## ZU BEARBEITENDE AUFGABEN
• a. Gib aus dem Textabschnitt zum Wochengeld den Teil wortgetreu aus, der mit den Worten "Entgelt während des" beginnt und mit "um ebendiese Zeiten." endet.
• b. Nenne alle Zahlen, die im Textabschnitt zum Wochengeld in Ziffern geschrieben sind, und führe jede nur einmal auf.

___ TEXTAUSZUG ___

Entgelt während des Beschäftigungsverbots

Dienstnehmerinnen bekommen während des individuellen und des absoluten Beschäftigungsverbots vom zuständigen Sozialversicherungsträger das Wochengeld. Dieses entspricht dem durchschnittlichen Nettoverdienst der letzten 13 Wochen (§ 162 Abs. 1 Allgemeines Sozialversicherungsgesetz). Falls im Falle einer Erkrankung oder Kurzarbeit in dieser Zeit ein geringeres Entgelt bezahlt wurde, verlängert sich der Zeitraum von 13 Wochen um ebendiese Zeiten.

___ INFORMATIONEN ___

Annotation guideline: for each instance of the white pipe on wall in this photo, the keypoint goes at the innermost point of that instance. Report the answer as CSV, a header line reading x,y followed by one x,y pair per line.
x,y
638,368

___
___ INFORMATIONEN ___

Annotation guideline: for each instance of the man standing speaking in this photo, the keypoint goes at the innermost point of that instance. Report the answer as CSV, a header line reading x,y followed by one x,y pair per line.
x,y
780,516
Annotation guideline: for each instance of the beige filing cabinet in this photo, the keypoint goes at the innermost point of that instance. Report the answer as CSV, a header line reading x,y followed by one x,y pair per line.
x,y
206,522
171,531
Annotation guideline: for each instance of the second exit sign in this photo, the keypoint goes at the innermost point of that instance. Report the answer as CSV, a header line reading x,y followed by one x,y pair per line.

___

## SCHRIFTLICHE ANTWORTEN
• a.
Entgelt während des Beschäftigungsverbots

Dienstnehmerinnen bekommen während des individuellen und des absoluten Beschäftigungsverbots vom zuständigen Sozialversicherungsträger das Wochengeld. Dieses entspricht dem durchschnittlichen Nettoverdienst der letzten 13 Wochen (§ 162 Abs. 1 Allgemeines Sozialversicherungsgesetz). Falls im Falle einer Erkrankung oder Kurzarbeit in dieser Zeit ein geringeres Entgelt bezahlt wurde, verlängert sich der Zeitraum von 13 Wochen um ebendiese Zeiten.

• b. Im Textabschnitt stehen die Zahlen 13, 162 und 1.